» **Work instruction**:
Tally the lines of the data below that contain the string "green". Give the tally and nothing else.

(Stored data entries)
************

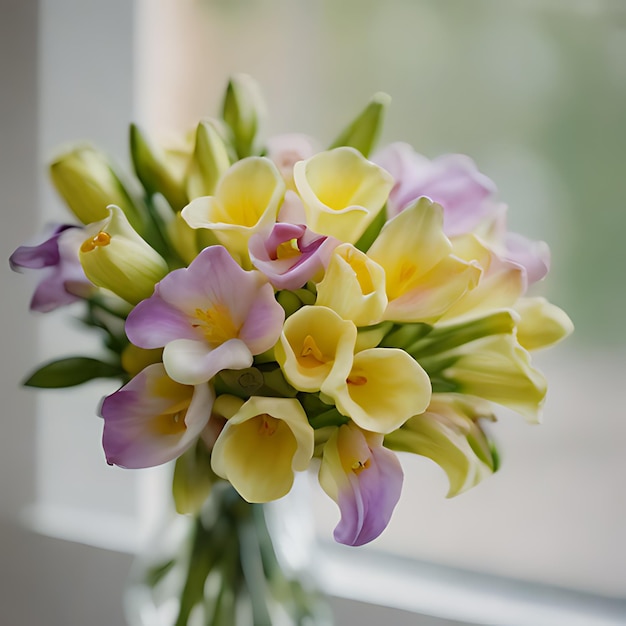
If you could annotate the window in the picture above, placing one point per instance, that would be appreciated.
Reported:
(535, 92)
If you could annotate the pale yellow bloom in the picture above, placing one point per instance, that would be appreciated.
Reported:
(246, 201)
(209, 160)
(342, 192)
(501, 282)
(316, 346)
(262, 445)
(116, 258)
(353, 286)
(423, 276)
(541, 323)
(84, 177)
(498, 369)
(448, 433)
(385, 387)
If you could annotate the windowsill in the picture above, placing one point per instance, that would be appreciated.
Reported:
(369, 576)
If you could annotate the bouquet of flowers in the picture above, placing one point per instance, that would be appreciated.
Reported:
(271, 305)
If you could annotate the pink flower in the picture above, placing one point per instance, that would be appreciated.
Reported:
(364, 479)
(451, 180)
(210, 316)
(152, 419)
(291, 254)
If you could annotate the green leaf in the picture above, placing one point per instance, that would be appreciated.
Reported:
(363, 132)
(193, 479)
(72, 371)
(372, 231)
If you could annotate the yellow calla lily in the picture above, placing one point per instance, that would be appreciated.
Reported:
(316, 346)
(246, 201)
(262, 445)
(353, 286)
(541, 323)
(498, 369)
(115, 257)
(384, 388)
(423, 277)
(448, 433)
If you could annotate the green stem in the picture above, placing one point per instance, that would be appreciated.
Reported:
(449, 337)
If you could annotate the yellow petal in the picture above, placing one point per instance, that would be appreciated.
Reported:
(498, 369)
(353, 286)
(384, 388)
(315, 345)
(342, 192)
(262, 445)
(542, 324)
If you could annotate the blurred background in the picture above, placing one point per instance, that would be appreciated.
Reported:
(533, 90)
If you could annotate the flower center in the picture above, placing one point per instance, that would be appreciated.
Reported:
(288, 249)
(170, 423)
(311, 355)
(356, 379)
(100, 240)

************

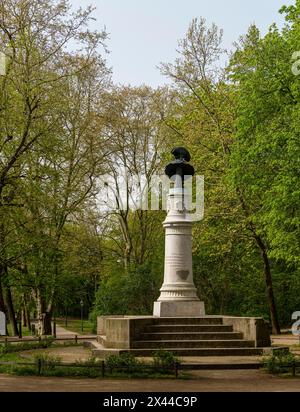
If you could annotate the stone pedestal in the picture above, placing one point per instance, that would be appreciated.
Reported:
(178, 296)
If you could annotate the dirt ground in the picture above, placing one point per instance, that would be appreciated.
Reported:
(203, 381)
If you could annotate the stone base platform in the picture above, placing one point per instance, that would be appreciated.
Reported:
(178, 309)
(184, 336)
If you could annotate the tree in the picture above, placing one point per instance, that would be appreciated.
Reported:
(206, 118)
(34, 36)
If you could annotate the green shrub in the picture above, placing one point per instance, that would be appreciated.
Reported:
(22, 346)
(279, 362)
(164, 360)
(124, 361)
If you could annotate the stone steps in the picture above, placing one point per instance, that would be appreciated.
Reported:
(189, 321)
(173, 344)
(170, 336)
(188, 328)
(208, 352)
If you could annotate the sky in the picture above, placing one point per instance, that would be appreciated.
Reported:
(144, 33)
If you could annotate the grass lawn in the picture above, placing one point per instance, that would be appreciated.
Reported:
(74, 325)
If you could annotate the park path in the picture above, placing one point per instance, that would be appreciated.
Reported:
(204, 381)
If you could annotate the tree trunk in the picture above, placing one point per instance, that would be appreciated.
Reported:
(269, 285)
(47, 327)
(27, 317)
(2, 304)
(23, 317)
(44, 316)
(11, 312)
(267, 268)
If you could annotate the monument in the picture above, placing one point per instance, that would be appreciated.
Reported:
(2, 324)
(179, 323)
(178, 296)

************

» **Worked solution**:
3